Le gouvernement a donné la possibilité à ceux qui détiennent des avoirs dans les paradis fiscaux de régulariser leur situation vis-à-vis du fisc à moindre coût. Mais peu de volontaires se sont signalés…
Le ministre du Budget, Eric Woerth, l’avait lui-même reconnu en octobre, c’est « parce que les opinions publiques sont très troublées » qu’il avait pris l’initiative d’une réunion des ministres de l’OCDE sur les paradis fiscaux. Pour les mêmes raisons, le G20, le 3 avril à Londres, a fait mine de s’attaquer à ces places off-shore, où fortunes et entreprises placent leur argent afin d’échapper au fisc de leur pays.
Nouveau geste, Eric Woerth, en présentant les nouvelles déclarations d’impôts, a lancé un appel à ceux qui possèdent de l’argent dans les paradis fiscaux pour qu’ils régularisent leur situation. « Ce n*fest pas une amnistie », a-t-il précisé.
Certes, mais le gouvernement a promis toute sa bienveillance aux fraudeurs : sera mise en place une cellule administrative spéciale auprès de laquelle ils pourront, dans l’anonymat, se renseigner avant de décider s’ils régularisent leur situation. Pour ce faire, il leur suffira de s’acquitter des impôts qu’ils doivent – mais trois ans en arrière seulement pour l’impôt sur le revenu, six ans pour l’ISF –, des intérêts de retard (0,40% par mois) et de pénalités dont Eric Woerth leur a assuré qu’elles seront aménagées. Malgré ces facilités, les volontaires ne se sont pas précipités. 250 personnes se seraient informées, et une trentaine de dossiers seraient à l’étude…
A l’évidence, beaucoup plus nombreux sont ceux qui ont décidé de ne pas régulariser leur situation. Il est vrai que les menaces du ministre ne sont guère effrayantes. Ils se « mettraient dans des situations compliquées », a-t-il dit, en cas de contrôle dans les prochaines années. Autrement dit, ils peuvent se sentir tranquilles car ce n’est pas demain que le secret bancaire risque d’être levé.

» **QUESTIONS**:
a: Recopiez à l'identique le passage de l'article sur les paradis fiscaux allant de « Le gouvernement a donné » jusqu'à « de leur pays. » inclus.
b: Répondez aux questions suivantes d'après l'article sur les paradis fiscaux :
(i) À quelle date et dans quelle ville le G20 s'est-il réuni ?
(ii) Quel taux mensuel s'applique aux intérêts de retard ?
(iii) Combien de personnes se seraient informées ?
Les lignes ci-après proviennent d'une source distincte.

[Données de masques de segmentation]
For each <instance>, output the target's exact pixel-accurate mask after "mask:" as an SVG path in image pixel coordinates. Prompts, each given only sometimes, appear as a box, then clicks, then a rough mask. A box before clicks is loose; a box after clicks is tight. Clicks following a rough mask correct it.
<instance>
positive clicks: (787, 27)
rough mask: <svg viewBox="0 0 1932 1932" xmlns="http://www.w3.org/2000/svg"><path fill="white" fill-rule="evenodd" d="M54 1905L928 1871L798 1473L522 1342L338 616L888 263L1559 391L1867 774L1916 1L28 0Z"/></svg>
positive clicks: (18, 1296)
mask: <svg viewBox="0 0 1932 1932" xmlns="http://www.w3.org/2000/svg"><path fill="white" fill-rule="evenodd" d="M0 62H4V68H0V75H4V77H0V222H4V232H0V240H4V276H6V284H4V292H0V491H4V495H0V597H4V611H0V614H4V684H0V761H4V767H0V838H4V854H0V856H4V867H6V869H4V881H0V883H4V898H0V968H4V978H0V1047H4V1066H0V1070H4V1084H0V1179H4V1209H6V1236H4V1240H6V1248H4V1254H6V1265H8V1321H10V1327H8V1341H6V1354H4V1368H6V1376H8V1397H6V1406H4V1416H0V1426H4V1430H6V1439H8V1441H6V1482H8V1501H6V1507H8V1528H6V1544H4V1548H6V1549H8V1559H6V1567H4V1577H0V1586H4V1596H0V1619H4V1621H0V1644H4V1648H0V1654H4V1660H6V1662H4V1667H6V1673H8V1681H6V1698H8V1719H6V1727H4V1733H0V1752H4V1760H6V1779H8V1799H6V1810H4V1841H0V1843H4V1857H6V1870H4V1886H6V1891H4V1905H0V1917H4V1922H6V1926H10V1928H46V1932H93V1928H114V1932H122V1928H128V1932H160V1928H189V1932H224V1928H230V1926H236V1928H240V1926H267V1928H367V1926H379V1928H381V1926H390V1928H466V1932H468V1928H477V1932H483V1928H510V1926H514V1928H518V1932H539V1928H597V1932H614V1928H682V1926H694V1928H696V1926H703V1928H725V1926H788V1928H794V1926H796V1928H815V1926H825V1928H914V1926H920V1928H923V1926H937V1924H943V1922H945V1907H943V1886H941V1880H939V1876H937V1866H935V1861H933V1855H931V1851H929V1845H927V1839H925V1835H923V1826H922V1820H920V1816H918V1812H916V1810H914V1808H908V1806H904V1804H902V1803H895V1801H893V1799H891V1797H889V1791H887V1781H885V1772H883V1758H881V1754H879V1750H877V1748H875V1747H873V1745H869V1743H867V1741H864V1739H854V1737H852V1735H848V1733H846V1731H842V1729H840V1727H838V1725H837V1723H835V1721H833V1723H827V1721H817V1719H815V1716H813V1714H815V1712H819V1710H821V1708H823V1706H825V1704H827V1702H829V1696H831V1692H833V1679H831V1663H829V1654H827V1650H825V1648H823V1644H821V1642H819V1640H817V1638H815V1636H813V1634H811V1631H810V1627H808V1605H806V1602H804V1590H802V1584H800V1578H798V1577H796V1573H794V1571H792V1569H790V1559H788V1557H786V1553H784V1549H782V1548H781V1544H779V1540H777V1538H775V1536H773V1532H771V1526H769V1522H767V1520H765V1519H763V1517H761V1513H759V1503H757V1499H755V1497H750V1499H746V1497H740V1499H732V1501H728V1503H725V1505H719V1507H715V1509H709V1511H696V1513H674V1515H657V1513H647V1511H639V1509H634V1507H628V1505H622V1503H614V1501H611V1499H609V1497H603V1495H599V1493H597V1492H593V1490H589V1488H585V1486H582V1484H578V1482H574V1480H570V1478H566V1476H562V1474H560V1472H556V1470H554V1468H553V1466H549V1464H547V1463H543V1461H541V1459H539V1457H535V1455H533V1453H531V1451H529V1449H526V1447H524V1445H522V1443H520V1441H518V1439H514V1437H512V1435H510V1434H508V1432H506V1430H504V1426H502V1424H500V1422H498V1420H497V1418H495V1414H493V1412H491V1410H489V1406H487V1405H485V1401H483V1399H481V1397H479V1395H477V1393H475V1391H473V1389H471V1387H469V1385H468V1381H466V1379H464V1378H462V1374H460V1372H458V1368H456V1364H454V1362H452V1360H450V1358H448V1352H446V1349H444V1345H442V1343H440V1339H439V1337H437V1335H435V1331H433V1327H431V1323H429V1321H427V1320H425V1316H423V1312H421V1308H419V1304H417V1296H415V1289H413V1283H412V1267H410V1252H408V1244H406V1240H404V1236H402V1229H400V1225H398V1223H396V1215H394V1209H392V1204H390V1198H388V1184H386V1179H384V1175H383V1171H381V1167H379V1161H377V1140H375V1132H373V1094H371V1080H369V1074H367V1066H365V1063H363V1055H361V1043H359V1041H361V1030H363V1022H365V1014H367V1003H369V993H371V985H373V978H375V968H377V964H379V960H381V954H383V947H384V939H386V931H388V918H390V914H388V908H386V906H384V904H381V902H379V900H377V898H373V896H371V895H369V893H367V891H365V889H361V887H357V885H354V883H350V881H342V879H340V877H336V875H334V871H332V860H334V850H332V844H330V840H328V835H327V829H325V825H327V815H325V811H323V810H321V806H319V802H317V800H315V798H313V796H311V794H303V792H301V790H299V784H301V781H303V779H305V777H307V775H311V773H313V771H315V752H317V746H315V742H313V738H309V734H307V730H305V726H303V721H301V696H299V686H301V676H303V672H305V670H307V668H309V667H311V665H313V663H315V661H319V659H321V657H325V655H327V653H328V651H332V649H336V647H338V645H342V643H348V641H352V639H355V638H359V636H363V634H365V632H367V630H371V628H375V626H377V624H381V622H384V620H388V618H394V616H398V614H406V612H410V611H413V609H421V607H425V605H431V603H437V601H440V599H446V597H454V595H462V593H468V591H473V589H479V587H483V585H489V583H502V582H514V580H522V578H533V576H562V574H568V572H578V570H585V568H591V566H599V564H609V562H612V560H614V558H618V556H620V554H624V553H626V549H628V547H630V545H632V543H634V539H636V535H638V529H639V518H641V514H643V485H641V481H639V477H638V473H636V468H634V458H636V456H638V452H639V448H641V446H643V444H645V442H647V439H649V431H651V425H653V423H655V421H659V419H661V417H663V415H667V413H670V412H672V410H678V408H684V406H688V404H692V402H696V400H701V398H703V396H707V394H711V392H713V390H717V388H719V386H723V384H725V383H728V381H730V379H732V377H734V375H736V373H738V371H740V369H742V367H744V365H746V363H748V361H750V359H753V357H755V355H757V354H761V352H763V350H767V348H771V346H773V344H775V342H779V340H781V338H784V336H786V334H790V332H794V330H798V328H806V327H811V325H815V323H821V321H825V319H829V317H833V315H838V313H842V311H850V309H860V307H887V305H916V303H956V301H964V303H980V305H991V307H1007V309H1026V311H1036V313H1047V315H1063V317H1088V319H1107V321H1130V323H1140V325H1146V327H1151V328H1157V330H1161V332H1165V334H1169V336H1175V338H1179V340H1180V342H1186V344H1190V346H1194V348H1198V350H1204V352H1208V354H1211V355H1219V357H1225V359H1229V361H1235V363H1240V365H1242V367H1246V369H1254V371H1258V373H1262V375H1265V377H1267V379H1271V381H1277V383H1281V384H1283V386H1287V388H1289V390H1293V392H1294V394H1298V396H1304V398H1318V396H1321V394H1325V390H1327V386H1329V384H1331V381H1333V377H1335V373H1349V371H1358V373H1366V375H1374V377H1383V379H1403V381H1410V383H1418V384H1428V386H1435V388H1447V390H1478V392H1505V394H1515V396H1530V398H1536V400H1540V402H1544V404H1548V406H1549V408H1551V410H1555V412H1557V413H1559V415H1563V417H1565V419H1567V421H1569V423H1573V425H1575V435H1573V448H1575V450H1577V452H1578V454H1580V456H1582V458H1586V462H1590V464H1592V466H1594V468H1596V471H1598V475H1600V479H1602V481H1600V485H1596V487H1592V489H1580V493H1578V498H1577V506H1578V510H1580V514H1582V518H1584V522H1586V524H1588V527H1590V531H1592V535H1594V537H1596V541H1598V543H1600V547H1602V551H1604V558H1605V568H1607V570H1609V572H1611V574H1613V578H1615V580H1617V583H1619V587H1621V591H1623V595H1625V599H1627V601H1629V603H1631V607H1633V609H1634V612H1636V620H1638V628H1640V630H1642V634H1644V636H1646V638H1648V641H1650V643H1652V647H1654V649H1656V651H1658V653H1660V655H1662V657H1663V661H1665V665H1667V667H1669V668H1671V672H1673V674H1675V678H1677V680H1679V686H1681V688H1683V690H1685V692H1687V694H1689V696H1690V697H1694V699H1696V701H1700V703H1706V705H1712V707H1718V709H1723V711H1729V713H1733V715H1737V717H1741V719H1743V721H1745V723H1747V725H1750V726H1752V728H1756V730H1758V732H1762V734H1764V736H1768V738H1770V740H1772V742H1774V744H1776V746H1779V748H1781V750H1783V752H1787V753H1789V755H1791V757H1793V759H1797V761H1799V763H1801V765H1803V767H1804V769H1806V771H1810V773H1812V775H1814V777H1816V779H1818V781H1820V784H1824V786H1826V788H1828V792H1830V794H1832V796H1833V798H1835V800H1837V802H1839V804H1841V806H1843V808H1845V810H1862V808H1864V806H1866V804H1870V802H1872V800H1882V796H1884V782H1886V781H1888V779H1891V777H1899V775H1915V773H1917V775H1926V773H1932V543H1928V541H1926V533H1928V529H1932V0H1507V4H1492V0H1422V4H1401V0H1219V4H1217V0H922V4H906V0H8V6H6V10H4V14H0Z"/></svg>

» **RÉPONSES PAR TÂCHE**:
a:
Le gouvernement a donné la possibilité à ceux qui détiennent des avoirs dans les paradis fiscaux de régulariser leur situation vis-à-vis du fisc à moindre coût. Mais peu de volontaires se sont signalés…
Le ministre du Budget, Eric Woerth, l’avait lui-même reconnu en octobre, c’est « parce que les opinions publiques sont très troublées » qu’il avait pris l’initiative d’une réunion des ministres de l’OCDE sur les paradis fiscaux. Pour les mêmes raisons, le G20, le 3 avril à Londres, a fait mine de s’attaquer à ces places off-shore, où fortunes et entreprises placent leur argent afin d’échapper au fisc de leur pays.

b:
(i) Le 3 avril, à Londres.
(ii) 0,40 % par mois.
(iii) 250 personnes.